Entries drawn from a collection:
--- start ---
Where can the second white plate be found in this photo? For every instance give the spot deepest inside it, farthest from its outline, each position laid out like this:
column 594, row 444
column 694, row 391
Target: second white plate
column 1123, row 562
--- end ---
• Written instruction:
Copy out each line of the records above word for word, with nothing changed.

• Answer:
Where can the second white plate be found in this photo? For every instance give the spot deepest inside it, farthest from its outline, each position laid out like this:
column 594, row 444
column 694, row 391
Target: second white plate
column 1123, row 562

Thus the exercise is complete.